## Exercise task
Swap "cabinet" for "locker" and write out the data from the line with "Place a dot on every instance of the blue painted" through the last line of the data, keeping everything else unchanged.
— begin Exercise inputs —
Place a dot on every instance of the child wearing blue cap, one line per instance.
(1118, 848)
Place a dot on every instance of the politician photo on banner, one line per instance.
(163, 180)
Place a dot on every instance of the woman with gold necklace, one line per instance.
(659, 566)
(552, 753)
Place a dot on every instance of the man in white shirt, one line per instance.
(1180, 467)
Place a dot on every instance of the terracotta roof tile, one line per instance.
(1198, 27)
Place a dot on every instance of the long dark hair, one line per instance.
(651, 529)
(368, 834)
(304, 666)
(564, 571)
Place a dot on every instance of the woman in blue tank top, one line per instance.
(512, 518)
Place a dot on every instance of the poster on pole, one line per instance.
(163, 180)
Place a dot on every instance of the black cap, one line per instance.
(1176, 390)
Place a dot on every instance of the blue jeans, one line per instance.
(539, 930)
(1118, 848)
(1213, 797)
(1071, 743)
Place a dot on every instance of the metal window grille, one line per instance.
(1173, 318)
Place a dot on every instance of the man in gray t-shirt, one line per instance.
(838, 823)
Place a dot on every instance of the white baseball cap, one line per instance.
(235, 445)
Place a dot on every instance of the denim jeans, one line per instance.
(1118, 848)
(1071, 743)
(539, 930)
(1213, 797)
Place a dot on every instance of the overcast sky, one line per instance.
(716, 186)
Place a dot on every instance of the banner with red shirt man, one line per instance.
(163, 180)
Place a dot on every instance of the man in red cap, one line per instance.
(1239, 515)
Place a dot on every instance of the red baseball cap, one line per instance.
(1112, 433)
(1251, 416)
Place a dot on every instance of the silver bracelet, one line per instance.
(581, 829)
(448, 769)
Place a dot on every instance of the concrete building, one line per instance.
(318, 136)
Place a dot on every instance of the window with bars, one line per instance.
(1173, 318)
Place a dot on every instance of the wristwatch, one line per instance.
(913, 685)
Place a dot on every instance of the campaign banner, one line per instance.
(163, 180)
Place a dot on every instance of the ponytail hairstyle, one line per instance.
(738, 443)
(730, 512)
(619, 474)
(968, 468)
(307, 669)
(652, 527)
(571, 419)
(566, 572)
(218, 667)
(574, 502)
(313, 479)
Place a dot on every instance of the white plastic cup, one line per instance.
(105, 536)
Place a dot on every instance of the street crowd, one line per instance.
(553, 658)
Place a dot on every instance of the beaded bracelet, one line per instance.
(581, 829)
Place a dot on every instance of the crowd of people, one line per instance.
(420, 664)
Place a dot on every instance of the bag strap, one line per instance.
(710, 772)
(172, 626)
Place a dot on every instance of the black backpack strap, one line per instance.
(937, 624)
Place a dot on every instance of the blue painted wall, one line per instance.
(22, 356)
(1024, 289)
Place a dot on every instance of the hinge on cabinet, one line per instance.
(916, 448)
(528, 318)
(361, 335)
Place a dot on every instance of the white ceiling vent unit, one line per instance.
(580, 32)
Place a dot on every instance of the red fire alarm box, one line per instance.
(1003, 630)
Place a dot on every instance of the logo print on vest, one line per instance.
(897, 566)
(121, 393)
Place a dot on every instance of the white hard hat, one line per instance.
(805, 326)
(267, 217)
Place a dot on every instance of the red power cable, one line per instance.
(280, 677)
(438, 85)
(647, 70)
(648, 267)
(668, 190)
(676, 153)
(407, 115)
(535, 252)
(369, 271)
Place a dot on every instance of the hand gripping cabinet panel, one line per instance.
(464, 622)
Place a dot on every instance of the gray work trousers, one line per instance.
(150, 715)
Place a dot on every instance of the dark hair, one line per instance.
— end Exercise inputs —
## Result for this exercise
Place a dot on every instance of the blue painted wall, one line per instance.
(22, 356)
(1024, 289)
Place a dot on every instance of the hinge on locker, one line per instance.
(916, 448)
(528, 318)
(361, 335)
Place a dot on every instance of the white ceiling vent unit, one line per instance.
(580, 32)
Place a dot on every instance of the red fire alarm box, one line per instance.
(1003, 630)
Place a dot on every instance of the logo print on vest, one line per instance.
(897, 566)
(121, 393)
Place a dot on every instance of the white hard hat, one line per instance.
(805, 326)
(267, 217)
Place a dot on every instance of the red power cable, one line per instance.
(280, 677)
(438, 85)
(647, 70)
(648, 267)
(668, 190)
(676, 153)
(407, 115)
(535, 252)
(369, 271)
Place a dot on every instance of the hand gripping locker panel, one line per instance.
(464, 622)
Place a dot on every instance of the gray work trousers, one line per instance.
(150, 715)
Place a dot on every instance of the dark hair, one line per instance.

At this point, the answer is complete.